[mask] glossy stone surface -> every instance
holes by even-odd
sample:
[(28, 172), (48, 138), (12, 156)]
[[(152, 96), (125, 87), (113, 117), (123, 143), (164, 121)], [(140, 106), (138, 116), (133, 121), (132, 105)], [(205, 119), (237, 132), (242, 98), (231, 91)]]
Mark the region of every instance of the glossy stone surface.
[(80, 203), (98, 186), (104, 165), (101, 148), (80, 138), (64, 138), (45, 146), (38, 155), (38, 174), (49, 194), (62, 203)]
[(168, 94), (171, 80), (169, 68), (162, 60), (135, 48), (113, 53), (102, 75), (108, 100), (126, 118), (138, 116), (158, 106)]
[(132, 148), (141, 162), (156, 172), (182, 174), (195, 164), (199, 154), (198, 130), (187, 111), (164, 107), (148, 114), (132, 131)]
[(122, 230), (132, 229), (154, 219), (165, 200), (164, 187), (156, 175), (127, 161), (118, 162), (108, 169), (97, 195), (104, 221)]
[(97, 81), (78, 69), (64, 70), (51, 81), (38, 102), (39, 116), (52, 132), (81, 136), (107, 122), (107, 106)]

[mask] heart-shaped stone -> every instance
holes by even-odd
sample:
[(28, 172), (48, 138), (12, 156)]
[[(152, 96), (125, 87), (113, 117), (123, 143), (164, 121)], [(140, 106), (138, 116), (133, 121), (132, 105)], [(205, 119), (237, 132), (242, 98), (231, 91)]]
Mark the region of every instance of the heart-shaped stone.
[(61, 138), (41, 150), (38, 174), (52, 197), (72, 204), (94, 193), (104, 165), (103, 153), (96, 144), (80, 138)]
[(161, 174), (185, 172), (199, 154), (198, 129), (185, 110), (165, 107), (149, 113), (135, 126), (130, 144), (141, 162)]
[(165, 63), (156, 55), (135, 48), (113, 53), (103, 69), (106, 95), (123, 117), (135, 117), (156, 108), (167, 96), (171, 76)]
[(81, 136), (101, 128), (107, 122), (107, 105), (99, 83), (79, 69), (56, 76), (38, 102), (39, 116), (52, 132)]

WHAT TO WORK ON: Quote all of the data above line for line, with no changes.

SOLUTION FOR THIS EXERCISE:
[mask] glossy stone surface -> every instance
holes by even-odd
sample:
[(28, 172), (48, 138), (12, 156)]
[[(152, 96), (125, 87), (113, 117), (123, 143), (164, 121)], [(140, 106), (138, 116), (133, 121), (132, 105)], [(205, 119), (237, 132), (242, 98), (231, 91)]]
Mark the region of every instance of the glossy stone surface.
[(80, 203), (98, 186), (104, 165), (101, 148), (80, 138), (64, 138), (45, 146), (38, 155), (38, 174), (49, 194), (62, 203)]
[(168, 94), (171, 80), (169, 68), (162, 60), (135, 48), (113, 53), (102, 75), (108, 100), (126, 118), (138, 116), (158, 106)]
[(132, 148), (141, 162), (156, 172), (182, 174), (195, 164), (199, 154), (198, 130), (187, 111), (164, 107), (148, 114), (132, 131)]
[(122, 230), (132, 229), (154, 219), (165, 200), (164, 187), (156, 175), (127, 161), (118, 162), (108, 169), (97, 195), (104, 221)]
[(97, 81), (78, 69), (64, 70), (51, 81), (38, 102), (39, 116), (52, 132), (81, 136), (107, 122), (107, 106)]

[mask] heart-shaped stone -> every instance
holes by even-odd
sample:
[(28, 172), (48, 138), (12, 156)]
[[(152, 96), (125, 87), (113, 117), (123, 143), (164, 121)], [(140, 106), (138, 116), (133, 121), (132, 105)], [(205, 119), (237, 132), (242, 98), (231, 91)]]
Mark the region of every instance of the heart-shaped stone.
[(61, 138), (41, 150), (38, 174), (52, 197), (72, 204), (94, 193), (104, 165), (103, 153), (96, 144), (80, 138)]
[(161, 174), (185, 172), (199, 154), (198, 129), (185, 110), (165, 107), (149, 113), (135, 126), (130, 144), (141, 162)]
[(165, 63), (156, 55), (135, 48), (113, 53), (103, 69), (106, 95), (123, 117), (135, 117), (156, 108), (167, 96), (171, 76)]
[(81, 136), (101, 128), (107, 122), (107, 105), (99, 83), (79, 69), (56, 76), (38, 102), (39, 116), (52, 132)]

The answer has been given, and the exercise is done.